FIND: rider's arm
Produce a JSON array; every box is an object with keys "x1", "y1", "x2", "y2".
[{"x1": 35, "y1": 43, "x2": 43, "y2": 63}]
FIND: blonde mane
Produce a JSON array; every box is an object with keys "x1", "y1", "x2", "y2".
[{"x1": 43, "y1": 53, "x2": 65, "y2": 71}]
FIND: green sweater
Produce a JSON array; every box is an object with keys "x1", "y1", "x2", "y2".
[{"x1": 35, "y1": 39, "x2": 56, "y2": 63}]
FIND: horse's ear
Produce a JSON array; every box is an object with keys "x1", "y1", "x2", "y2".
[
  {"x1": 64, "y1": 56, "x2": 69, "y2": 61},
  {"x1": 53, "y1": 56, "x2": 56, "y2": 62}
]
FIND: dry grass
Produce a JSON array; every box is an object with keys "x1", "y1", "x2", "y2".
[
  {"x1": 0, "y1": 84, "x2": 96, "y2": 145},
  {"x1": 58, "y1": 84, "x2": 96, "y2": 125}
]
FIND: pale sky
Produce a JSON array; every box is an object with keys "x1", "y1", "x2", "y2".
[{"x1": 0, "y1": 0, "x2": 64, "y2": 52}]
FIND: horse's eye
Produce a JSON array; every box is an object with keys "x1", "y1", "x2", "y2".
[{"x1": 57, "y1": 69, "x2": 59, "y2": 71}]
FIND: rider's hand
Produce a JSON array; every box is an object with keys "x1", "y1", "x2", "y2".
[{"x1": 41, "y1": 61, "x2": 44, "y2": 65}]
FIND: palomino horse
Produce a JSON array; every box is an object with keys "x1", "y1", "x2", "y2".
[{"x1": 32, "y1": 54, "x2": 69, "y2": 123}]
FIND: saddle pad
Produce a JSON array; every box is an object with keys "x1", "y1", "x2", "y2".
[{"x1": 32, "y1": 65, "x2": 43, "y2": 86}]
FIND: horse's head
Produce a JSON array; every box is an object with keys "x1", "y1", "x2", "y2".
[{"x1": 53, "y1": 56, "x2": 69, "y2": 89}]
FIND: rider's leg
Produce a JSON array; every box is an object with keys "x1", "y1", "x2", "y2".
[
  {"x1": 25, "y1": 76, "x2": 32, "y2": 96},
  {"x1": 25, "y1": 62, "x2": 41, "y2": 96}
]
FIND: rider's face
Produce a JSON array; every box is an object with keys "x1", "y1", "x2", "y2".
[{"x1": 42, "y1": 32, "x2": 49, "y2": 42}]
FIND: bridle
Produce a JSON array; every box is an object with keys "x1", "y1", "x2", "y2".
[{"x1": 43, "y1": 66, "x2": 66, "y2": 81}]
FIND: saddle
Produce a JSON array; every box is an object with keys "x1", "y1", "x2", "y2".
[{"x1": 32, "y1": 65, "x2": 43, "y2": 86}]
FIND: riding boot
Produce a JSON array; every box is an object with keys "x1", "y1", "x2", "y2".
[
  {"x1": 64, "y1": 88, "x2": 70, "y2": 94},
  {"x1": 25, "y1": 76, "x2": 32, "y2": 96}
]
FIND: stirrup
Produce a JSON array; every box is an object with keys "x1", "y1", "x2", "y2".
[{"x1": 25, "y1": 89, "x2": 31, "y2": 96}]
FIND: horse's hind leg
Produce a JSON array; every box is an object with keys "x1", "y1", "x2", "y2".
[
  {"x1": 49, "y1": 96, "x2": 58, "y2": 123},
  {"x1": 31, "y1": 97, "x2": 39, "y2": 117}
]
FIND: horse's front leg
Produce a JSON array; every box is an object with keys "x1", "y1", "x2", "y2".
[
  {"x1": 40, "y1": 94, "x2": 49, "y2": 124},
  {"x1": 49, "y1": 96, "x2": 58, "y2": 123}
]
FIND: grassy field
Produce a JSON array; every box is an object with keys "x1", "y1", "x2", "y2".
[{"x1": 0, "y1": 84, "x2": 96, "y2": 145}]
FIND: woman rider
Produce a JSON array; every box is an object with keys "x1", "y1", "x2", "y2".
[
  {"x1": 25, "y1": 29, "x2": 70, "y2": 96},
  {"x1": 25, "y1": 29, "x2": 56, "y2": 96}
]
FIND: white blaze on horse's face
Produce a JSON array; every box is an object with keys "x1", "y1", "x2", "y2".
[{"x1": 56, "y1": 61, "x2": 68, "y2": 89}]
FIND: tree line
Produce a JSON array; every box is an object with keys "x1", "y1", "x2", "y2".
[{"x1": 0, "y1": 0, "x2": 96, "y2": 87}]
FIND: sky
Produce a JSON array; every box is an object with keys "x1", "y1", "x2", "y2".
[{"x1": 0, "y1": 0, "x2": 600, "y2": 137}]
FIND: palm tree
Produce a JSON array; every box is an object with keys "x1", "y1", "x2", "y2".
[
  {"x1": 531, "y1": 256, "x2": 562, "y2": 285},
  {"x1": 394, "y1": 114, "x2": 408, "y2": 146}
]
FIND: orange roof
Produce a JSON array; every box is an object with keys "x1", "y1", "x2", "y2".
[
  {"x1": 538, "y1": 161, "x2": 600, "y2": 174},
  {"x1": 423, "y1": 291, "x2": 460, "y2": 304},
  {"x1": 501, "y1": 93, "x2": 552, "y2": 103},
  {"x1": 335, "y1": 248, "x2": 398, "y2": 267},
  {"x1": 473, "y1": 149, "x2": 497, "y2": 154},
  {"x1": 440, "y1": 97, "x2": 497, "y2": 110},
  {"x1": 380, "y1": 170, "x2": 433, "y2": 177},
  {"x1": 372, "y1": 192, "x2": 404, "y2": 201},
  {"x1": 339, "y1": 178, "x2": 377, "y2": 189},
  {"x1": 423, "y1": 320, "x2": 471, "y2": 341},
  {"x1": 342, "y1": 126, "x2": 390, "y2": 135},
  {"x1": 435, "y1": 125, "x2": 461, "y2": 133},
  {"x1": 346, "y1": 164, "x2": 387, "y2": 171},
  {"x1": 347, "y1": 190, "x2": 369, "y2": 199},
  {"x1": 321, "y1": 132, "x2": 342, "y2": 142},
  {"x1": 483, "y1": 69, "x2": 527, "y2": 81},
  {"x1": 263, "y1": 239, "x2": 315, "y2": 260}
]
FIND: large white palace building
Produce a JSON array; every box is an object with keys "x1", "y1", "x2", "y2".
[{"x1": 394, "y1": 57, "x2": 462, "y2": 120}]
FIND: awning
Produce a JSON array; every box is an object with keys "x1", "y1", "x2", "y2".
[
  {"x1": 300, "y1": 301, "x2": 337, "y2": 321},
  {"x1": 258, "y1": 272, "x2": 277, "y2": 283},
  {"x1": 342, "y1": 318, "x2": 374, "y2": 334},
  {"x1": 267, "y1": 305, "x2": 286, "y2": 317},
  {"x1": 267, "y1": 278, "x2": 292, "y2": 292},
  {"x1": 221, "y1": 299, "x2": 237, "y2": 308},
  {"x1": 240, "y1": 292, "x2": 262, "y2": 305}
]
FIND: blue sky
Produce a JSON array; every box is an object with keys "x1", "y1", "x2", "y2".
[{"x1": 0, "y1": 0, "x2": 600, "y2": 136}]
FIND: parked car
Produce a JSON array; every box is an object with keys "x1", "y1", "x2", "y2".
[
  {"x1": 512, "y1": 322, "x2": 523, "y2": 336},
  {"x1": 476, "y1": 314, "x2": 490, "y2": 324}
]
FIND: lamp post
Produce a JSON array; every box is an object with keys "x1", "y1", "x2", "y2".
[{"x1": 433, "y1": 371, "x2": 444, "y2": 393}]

+--

TASK PROMPT =>
Each line of the material above must be retyped precisely.

SOLUTION TO THIS PROBLEM =>
FIND: rider's arm
Produce a JSON array; every box is an object with keys "x1", "y1", "x2", "y2".
[{"x1": 35, "y1": 43, "x2": 43, "y2": 63}]
FIND: blonde mane
Produce a JSON array; every box is an object with keys "x1", "y1", "x2", "y2".
[{"x1": 43, "y1": 53, "x2": 65, "y2": 71}]
FIND: green sweater
Produce a JSON array; every box is an object with keys "x1", "y1", "x2", "y2".
[{"x1": 35, "y1": 39, "x2": 56, "y2": 63}]
FIND: horse's ear
Produce a JSON array; every box is an object with keys "x1", "y1", "x2", "y2".
[
  {"x1": 64, "y1": 56, "x2": 69, "y2": 61},
  {"x1": 53, "y1": 56, "x2": 56, "y2": 62}
]
FIND: dry grass
Produce a JSON array; every box is an object with keys "x1", "y1", "x2", "y2".
[
  {"x1": 0, "y1": 84, "x2": 96, "y2": 145},
  {"x1": 58, "y1": 84, "x2": 96, "y2": 125}
]
FIND: pale sky
Produce a JSON array; every box is an object with keys "x1", "y1", "x2", "y2".
[{"x1": 0, "y1": 0, "x2": 64, "y2": 52}]
FIND: horse's eye
Produce a JSON array; every box is an object with keys "x1", "y1", "x2", "y2".
[{"x1": 57, "y1": 69, "x2": 59, "y2": 71}]
FIND: rider's hand
Produce a JSON array; every box is an object with keys "x1", "y1", "x2", "y2".
[{"x1": 41, "y1": 61, "x2": 44, "y2": 65}]
FIND: palomino horse
Produce a JSON array; every box is an object with keys "x1", "y1", "x2", "y2".
[{"x1": 32, "y1": 54, "x2": 69, "y2": 123}]
FIND: saddle pad
Produce a JSON array; every box is an object with keys "x1", "y1", "x2", "y2".
[{"x1": 32, "y1": 65, "x2": 43, "y2": 86}]
FIND: horse's head
Produce a JSON array; every box is an object with keys "x1", "y1", "x2", "y2".
[{"x1": 53, "y1": 56, "x2": 69, "y2": 89}]
FIND: rider's leg
Produce a JSON array; every box is an object with keys "x1", "y1", "x2", "y2".
[
  {"x1": 25, "y1": 76, "x2": 32, "y2": 96},
  {"x1": 25, "y1": 62, "x2": 41, "y2": 96}
]
FIND: rider's face
Produce a JSON array; every box is an object with keys "x1", "y1", "x2", "y2".
[{"x1": 42, "y1": 32, "x2": 49, "y2": 42}]
FIND: bridle
Produce a JSON array; every box is an object with keys "x1", "y1", "x2", "y2".
[{"x1": 43, "y1": 66, "x2": 66, "y2": 81}]
FIND: saddle
Produce a JSON array; every box is an object with keys "x1", "y1", "x2", "y2".
[{"x1": 32, "y1": 65, "x2": 43, "y2": 86}]
FIND: riding boot
Produce a JSON array; every box is an object with keys "x1", "y1", "x2", "y2".
[
  {"x1": 64, "y1": 88, "x2": 70, "y2": 94},
  {"x1": 25, "y1": 76, "x2": 32, "y2": 96}
]
FIND: stirrup
Produce a JSON array; every box is an object with keys "x1", "y1", "x2", "y2".
[{"x1": 25, "y1": 89, "x2": 31, "y2": 96}]
FIND: horse's hind leg
Produce a JSON array; every box is an object with keys "x1", "y1", "x2", "y2".
[
  {"x1": 49, "y1": 96, "x2": 58, "y2": 123},
  {"x1": 31, "y1": 97, "x2": 39, "y2": 117}
]
FIND: horse's front leg
Produce a JSON array; every box is an object with keys "x1", "y1", "x2", "y2".
[
  {"x1": 40, "y1": 94, "x2": 49, "y2": 124},
  {"x1": 49, "y1": 96, "x2": 58, "y2": 123}
]
FIND: grassy field
Produce a JSON array; every box is an object with keys "x1", "y1", "x2", "y2".
[{"x1": 0, "y1": 84, "x2": 96, "y2": 145}]
FIND: woman rider
Produce a JSON array; every box is an object with keys "x1", "y1", "x2", "y2".
[
  {"x1": 25, "y1": 29, "x2": 70, "y2": 96},
  {"x1": 25, "y1": 29, "x2": 56, "y2": 96}
]
FIND: white blaze on horse's face
Produce a JSON array; every box is an object with keys "x1", "y1", "x2", "y2".
[{"x1": 56, "y1": 61, "x2": 68, "y2": 89}]
FIND: tree line
Produce a JSON array; every box is an object with keys "x1", "y1", "x2", "y2".
[{"x1": 0, "y1": 0, "x2": 96, "y2": 87}]
FIND: sky
Produce a JSON array; every box is an object with keys "x1", "y1", "x2", "y2".
[{"x1": 0, "y1": 0, "x2": 600, "y2": 137}]
FIND: palm tree
Produce a JSON array; every box is an object with keys "x1", "y1", "x2", "y2".
[
  {"x1": 531, "y1": 256, "x2": 562, "y2": 285},
  {"x1": 394, "y1": 114, "x2": 408, "y2": 146}
]
FIND: orange roof
Produce a JSON array; every box is an object with keys "x1", "y1", "x2", "y2".
[
  {"x1": 538, "y1": 161, "x2": 600, "y2": 174},
  {"x1": 423, "y1": 291, "x2": 460, "y2": 304},
  {"x1": 501, "y1": 93, "x2": 552, "y2": 103},
  {"x1": 335, "y1": 248, "x2": 398, "y2": 267},
  {"x1": 473, "y1": 149, "x2": 497, "y2": 154},
  {"x1": 440, "y1": 97, "x2": 497, "y2": 110},
  {"x1": 380, "y1": 170, "x2": 433, "y2": 177},
  {"x1": 372, "y1": 192, "x2": 404, "y2": 201},
  {"x1": 339, "y1": 178, "x2": 377, "y2": 189},
  {"x1": 423, "y1": 320, "x2": 471, "y2": 341},
  {"x1": 342, "y1": 126, "x2": 390, "y2": 135},
  {"x1": 435, "y1": 125, "x2": 461, "y2": 133},
  {"x1": 346, "y1": 164, "x2": 387, "y2": 171},
  {"x1": 347, "y1": 190, "x2": 369, "y2": 199},
  {"x1": 321, "y1": 132, "x2": 342, "y2": 142},
  {"x1": 483, "y1": 69, "x2": 527, "y2": 81},
  {"x1": 263, "y1": 239, "x2": 315, "y2": 260}
]
FIND: large white palace building
Produce a JSON array; every box is an object with keys "x1", "y1", "x2", "y2".
[{"x1": 394, "y1": 57, "x2": 462, "y2": 120}]
FIND: awning
Produce a JSON array; every box is an object with keys "x1", "y1", "x2", "y2".
[
  {"x1": 300, "y1": 301, "x2": 337, "y2": 321},
  {"x1": 258, "y1": 272, "x2": 277, "y2": 283},
  {"x1": 342, "y1": 318, "x2": 374, "y2": 334},
  {"x1": 267, "y1": 305, "x2": 286, "y2": 317},
  {"x1": 267, "y1": 278, "x2": 292, "y2": 292},
  {"x1": 221, "y1": 299, "x2": 237, "y2": 308},
  {"x1": 240, "y1": 292, "x2": 262, "y2": 305}
]
FIND: blue sky
Produce a JSON array; every box is an object with keys "x1", "y1", "x2", "y2".
[{"x1": 0, "y1": 0, "x2": 600, "y2": 136}]
FIND: parked car
Produce a JSON array; every box is an object with keys "x1", "y1", "x2", "y2".
[
  {"x1": 512, "y1": 322, "x2": 523, "y2": 336},
  {"x1": 476, "y1": 314, "x2": 490, "y2": 324}
]
FIND: lamp post
Produce a JSON array; every box is an object with keys "x1", "y1", "x2", "y2".
[{"x1": 433, "y1": 371, "x2": 444, "y2": 393}]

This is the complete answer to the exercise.